> Description of the task: Repeat the records verbatim and leave the pictures out of your copy.

+ + + + + + +

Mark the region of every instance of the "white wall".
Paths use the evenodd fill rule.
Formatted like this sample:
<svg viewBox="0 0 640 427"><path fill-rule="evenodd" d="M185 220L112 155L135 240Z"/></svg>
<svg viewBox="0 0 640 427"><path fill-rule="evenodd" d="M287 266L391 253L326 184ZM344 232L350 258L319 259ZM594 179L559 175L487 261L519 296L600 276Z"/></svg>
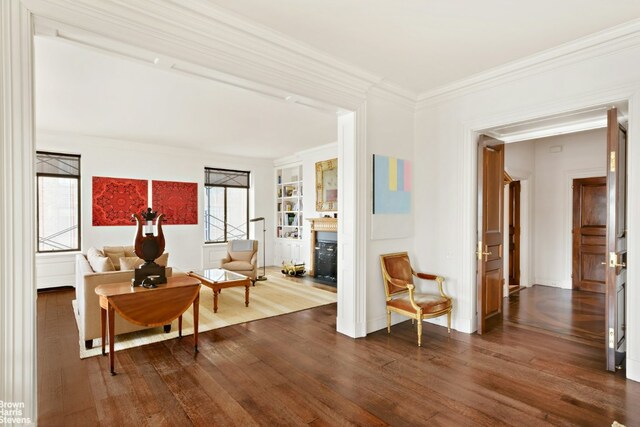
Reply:
<svg viewBox="0 0 640 427"><path fill-rule="evenodd" d="M426 256L417 256L418 254L413 250L413 233L407 237L405 233L406 227L404 227L406 224L401 223L413 223L414 218L420 218L418 223L422 224L422 221L428 221L429 213L427 210L434 211L437 209L435 206L430 206L427 210L421 211L416 205L415 188L418 186L418 174L416 171L422 168L422 159L414 158L413 155L414 123L412 109L407 109L382 96L376 96L375 94L369 96L367 101L367 187L361 189L361 191L366 191L368 194L367 213L370 218L368 225L375 227L378 223L376 223L374 217L386 216L372 214L372 167L374 154L412 160L414 162L414 192L411 200L413 213L389 216L393 221L389 224L390 230L383 230L384 239L372 238L372 235L376 234L376 230L367 227L370 233L367 241L367 332L385 328L387 325L385 293L380 271L381 254L408 251L416 271L444 274L436 268L437 264L433 259ZM422 185L434 185L434 182L425 180ZM396 317L395 315L392 319L393 323L405 320L406 317Z"/></svg>
<svg viewBox="0 0 640 427"><path fill-rule="evenodd" d="M264 216L267 224L273 223L274 203L273 164L263 159L233 158L205 151L193 151L151 144L132 143L79 135L38 133L37 149L80 154L82 200L82 251L95 246L127 245L134 239L134 226L92 225L91 193L93 176L136 178L146 180L172 180L197 182L200 188L198 211L204 212L204 168L221 167L251 172L250 217ZM254 229L255 228L255 229ZM259 229L259 230L256 230ZM163 227L169 264L181 270L217 267L226 251L225 244L204 244L202 218L197 225L166 225ZM261 226L250 226L250 236L262 240ZM267 234L267 250L273 246L273 237ZM262 245L260 245L262 248ZM63 260L69 255L57 255ZM52 271L45 278L41 271L50 271L49 265L56 255L39 255L37 270L38 287L60 286L59 272ZM260 255L260 260L262 256ZM67 261L68 262L68 261ZM70 264L73 267L72 264ZM71 270L73 271L73 270ZM55 273L55 275L53 274ZM72 276L71 276L72 278ZM68 283L73 284L73 281Z"/></svg>
<svg viewBox="0 0 640 427"><path fill-rule="evenodd" d="M619 43L619 44L618 44ZM629 185L640 186L640 44L617 40L593 51L580 51L541 66L462 88L425 101L416 116L416 253L448 277L454 297L454 327L476 329L477 135L485 129L563 112L629 100ZM623 48L624 47L624 48ZM602 54L606 52L607 54ZM419 187L418 187L419 186ZM423 215L426 212L433 212ZM640 196L629 193L629 212L640 209ZM629 215L630 260L640 254L640 221ZM631 261L628 280L639 270ZM627 375L640 380L640 304L637 286L629 286Z"/></svg>
<svg viewBox="0 0 640 427"><path fill-rule="evenodd" d="M571 289L571 185L574 178L605 175L606 142L606 129L596 129L506 144L505 169L527 186L521 193L523 286L538 284ZM551 147L562 151L552 153ZM506 201L508 193L506 189ZM507 211L505 203L505 218ZM529 218L532 227L527 231ZM505 248L507 239L508 221L505 220ZM508 256L505 250L505 266ZM531 280L527 280L529 271L533 272ZM508 280L506 267L505 279Z"/></svg>
<svg viewBox="0 0 640 427"><path fill-rule="evenodd" d="M531 141L535 148L535 283L571 289L575 178L606 175L606 129ZM562 147L551 153L550 147Z"/></svg>

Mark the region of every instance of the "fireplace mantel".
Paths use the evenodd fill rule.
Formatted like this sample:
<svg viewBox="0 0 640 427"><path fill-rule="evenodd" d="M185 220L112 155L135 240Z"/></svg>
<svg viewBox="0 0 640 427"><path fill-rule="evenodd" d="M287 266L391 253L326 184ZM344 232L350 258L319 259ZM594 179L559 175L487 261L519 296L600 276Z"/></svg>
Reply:
<svg viewBox="0 0 640 427"><path fill-rule="evenodd" d="M338 219L337 218L307 218L307 221L311 223L311 259L309 262L309 275L316 276L315 272L315 250L316 250L316 237L318 231L338 232Z"/></svg>
<svg viewBox="0 0 640 427"><path fill-rule="evenodd" d="M338 232L337 218L307 218L311 222L311 231L335 231Z"/></svg>

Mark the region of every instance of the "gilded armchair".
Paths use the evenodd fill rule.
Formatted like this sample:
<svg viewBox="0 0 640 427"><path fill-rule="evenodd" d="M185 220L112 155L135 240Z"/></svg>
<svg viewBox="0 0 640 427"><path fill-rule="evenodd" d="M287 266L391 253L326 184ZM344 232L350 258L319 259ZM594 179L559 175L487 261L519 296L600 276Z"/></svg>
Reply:
<svg viewBox="0 0 640 427"><path fill-rule="evenodd" d="M382 279L387 298L387 332L391 333L391 312L418 321L418 346L422 345L422 321L447 315L447 330L451 333L451 298L444 293L444 278L434 274L417 273L411 267L409 254L397 252L380 255ZM439 294L416 292L413 278L435 281Z"/></svg>

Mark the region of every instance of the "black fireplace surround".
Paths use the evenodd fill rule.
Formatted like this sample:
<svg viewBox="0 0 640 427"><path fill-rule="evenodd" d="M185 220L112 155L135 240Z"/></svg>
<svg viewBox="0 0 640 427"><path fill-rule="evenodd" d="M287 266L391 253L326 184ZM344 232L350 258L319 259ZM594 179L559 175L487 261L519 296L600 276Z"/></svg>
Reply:
<svg viewBox="0 0 640 427"><path fill-rule="evenodd" d="M320 231L314 251L315 277L329 285L338 282L338 236L335 232Z"/></svg>

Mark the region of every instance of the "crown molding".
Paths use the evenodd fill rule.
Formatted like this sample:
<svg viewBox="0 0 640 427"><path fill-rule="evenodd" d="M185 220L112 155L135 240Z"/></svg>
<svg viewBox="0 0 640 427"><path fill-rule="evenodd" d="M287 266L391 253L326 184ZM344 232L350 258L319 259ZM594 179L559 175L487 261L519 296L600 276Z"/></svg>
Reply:
<svg viewBox="0 0 640 427"><path fill-rule="evenodd" d="M586 59L640 45L640 19L562 44L527 58L421 93L416 110L468 93L526 78Z"/></svg>
<svg viewBox="0 0 640 427"><path fill-rule="evenodd" d="M379 76L205 0L22 1L36 15L38 34L146 63L153 63L154 56L160 62L169 58L170 68L177 71L205 78L213 74L216 80L269 96L275 91L276 96L297 95L347 110L358 108L376 85L405 103L416 98ZM123 46L129 51L123 52Z"/></svg>
<svg viewBox="0 0 640 427"><path fill-rule="evenodd" d="M396 105L412 112L415 111L416 102L418 100L418 97L413 92L388 81L381 81L377 85L372 86L369 93L393 102Z"/></svg>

+ + + + + + +

> Answer for the task:
Mark the region of every instance of the "white wall".
Paths use the evenodd fill rule.
Formatted like this sample:
<svg viewBox="0 0 640 427"><path fill-rule="evenodd" d="M185 220L112 155L135 240Z"/></svg>
<svg viewBox="0 0 640 427"><path fill-rule="evenodd" d="M287 266L391 253L326 184ZM344 232L350 258L319 259ZM594 179L559 175L487 261L519 296L600 276Z"/></svg>
Reply:
<svg viewBox="0 0 640 427"><path fill-rule="evenodd" d="M426 256L417 256L418 254L413 250L413 233L407 237L405 233L406 227L404 227L406 224L401 223L413 223L414 218L420 218L418 223L422 224L422 221L428 221L429 213L427 210L434 211L437 209L435 206L430 206L427 210L421 211L416 205L415 188L418 186L418 174L416 171L422 168L422 159L414 158L413 155L414 123L412 109L407 109L382 96L376 96L375 94L369 96L367 101L367 187L361 189L361 191L366 191L368 194L367 213L370 218L368 225L375 227L378 223L376 223L374 217L386 216L372 214L372 167L374 154L412 160L414 162L414 192L411 200L413 213L389 216L393 221L389 224L390 230L383 230L384 239L372 238L372 235L376 234L376 230L367 227L370 233L367 241L367 332L385 328L387 325L385 293L380 271L381 254L408 251L416 271L444 274L436 268L437 264L433 259ZM422 185L434 185L434 182L425 180ZM396 317L395 315L392 319L393 323L405 320L406 317Z"/></svg>
<svg viewBox="0 0 640 427"><path fill-rule="evenodd" d="M264 216L267 224L273 223L274 203L273 164L263 159L233 158L205 151L193 151L151 144L132 143L79 135L38 133L37 149L80 154L82 200L82 251L95 246L127 245L134 239L134 226L92 225L91 193L93 176L136 178L146 180L172 180L197 182L200 188L198 211L204 212L204 168L221 167L251 172L250 217ZM254 229L255 228L255 229ZM259 229L259 230L256 230ZM163 227L169 264L181 270L217 267L226 251L225 244L204 244L202 218L197 225L166 225ZM261 226L250 226L250 236L262 240ZM267 234L267 250L273 246L273 237ZM262 245L260 245L262 248ZM63 260L69 255L57 255ZM52 271L45 278L41 271L50 271L49 265L56 255L39 255L37 270L38 287L60 286L59 272ZM260 255L260 260L262 256ZM67 261L68 262L68 261ZM70 264L73 267L72 264ZM71 270L73 271L73 270ZM55 273L55 275L53 274ZM72 276L71 276L72 278ZM68 283L73 284L73 281Z"/></svg>
<svg viewBox="0 0 640 427"><path fill-rule="evenodd" d="M619 43L619 44L618 44ZM629 185L640 186L640 44L617 40L593 51L580 51L541 66L462 88L425 101L416 116L416 253L448 277L454 297L454 327L476 329L477 135L485 129L563 112L629 100ZM623 48L624 47L624 48ZM602 54L606 52L607 54ZM419 187L418 187L419 186ZM423 215L426 212L433 212ZM640 196L629 193L629 212L640 209ZM629 215L630 260L640 254L640 221ZM631 261L628 280L639 270ZM627 375L640 380L640 304L637 286L629 286Z"/></svg>
<svg viewBox="0 0 640 427"><path fill-rule="evenodd" d="M571 289L571 185L574 178L605 175L606 142L606 129L596 129L506 144L505 169L527 186L521 193L523 286L538 284ZM551 147L562 151L552 153ZM506 201L508 193L506 189ZM507 211L505 203L505 218ZM529 218L532 227L527 231ZM505 248L507 239L508 221L505 220ZM508 256L505 250L505 266ZM531 280L527 280L529 271L533 272ZM508 280L506 267L505 279Z"/></svg>
<svg viewBox="0 0 640 427"><path fill-rule="evenodd" d="M531 141L535 148L535 283L571 289L575 178L606 175L606 129ZM562 147L551 153L550 147Z"/></svg>

Mark the region of every instance of the "fireplace mantel".
Paths use the evenodd fill rule.
Formatted like this sample:
<svg viewBox="0 0 640 427"><path fill-rule="evenodd" d="M185 220L112 155L135 240Z"/></svg>
<svg viewBox="0 0 640 427"><path fill-rule="evenodd" d="M287 266L391 253L326 184ZM344 232L350 258L319 259ZM594 179L559 175L487 261L519 296L600 276Z"/></svg>
Reply:
<svg viewBox="0 0 640 427"><path fill-rule="evenodd" d="M338 219L337 218L307 218L307 221L311 223L311 259L309 262L309 275L316 276L315 272L315 250L316 250L316 237L318 231L338 232Z"/></svg>
<svg viewBox="0 0 640 427"><path fill-rule="evenodd" d="M338 232L337 218L307 218L311 222L311 231L335 231Z"/></svg>

Mark the region of every instance of the "gilded armchair".
Paths use the evenodd fill rule.
Formatted like this sample:
<svg viewBox="0 0 640 427"><path fill-rule="evenodd" d="M185 220L112 155L135 240Z"/></svg>
<svg viewBox="0 0 640 427"><path fill-rule="evenodd" d="M287 266L391 253L326 184ZM344 232L350 258L319 259ZM594 179L559 175L487 261L519 296L600 276Z"/></svg>
Reply:
<svg viewBox="0 0 640 427"><path fill-rule="evenodd" d="M382 279L387 298L387 332L391 333L391 312L418 321L418 346L422 345L422 321L447 315L447 330L451 333L451 298L444 293L444 278L434 274L417 273L411 267L409 254L397 252L380 255ZM439 294L416 292L413 278L435 281Z"/></svg>

Mark the region of every instance of the "black fireplace surround".
Paths use the evenodd fill rule.
Formatted like this sample:
<svg viewBox="0 0 640 427"><path fill-rule="evenodd" d="M185 220L112 155L135 240Z"/></svg>
<svg viewBox="0 0 640 427"><path fill-rule="evenodd" d="M287 266L391 253L326 184ZM344 232L350 258L319 259ZM594 179L559 175L487 261L519 296L600 276Z"/></svg>
Reply:
<svg viewBox="0 0 640 427"><path fill-rule="evenodd" d="M320 231L314 251L315 277L329 285L338 282L338 236L335 232Z"/></svg>

Mark the region of every instance of the "crown molding".
Paths use the evenodd fill rule.
Formatted like this sample:
<svg viewBox="0 0 640 427"><path fill-rule="evenodd" d="M185 220L112 155L135 240Z"/></svg>
<svg viewBox="0 0 640 427"><path fill-rule="evenodd" d="M287 266L391 253L326 184ZM344 232L350 258L319 259ZM594 179L559 175L487 261L519 296L600 276Z"/></svg>
Reply:
<svg viewBox="0 0 640 427"><path fill-rule="evenodd" d="M586 59L640 45L640 19L562 44L527 58L421 93L416 110L468 93L526 78Z"/></svg>
<svg viewBox="0 0 640 427"><path fill-rule="evenodd" d="M379 76L205 0L22 1L36 15L38 34L146 63L153 63L154 56L160 62L169 58L170 68L177 71L205 78L213 74L216 80L269 96L275 91L276 96L297 95L347 110L358 108L376 85L405 103L416 98ZM123 46L129 51L123 52Z"/></svg>
<svg viewBox="0 0 640 427"><path fill-rule="evenodd" d="M396 105L412 112L415 111L416 102L418 100L418 97L413 92L388 81L381 81L377 85L372 86L369 93L393 102Z"/></svg>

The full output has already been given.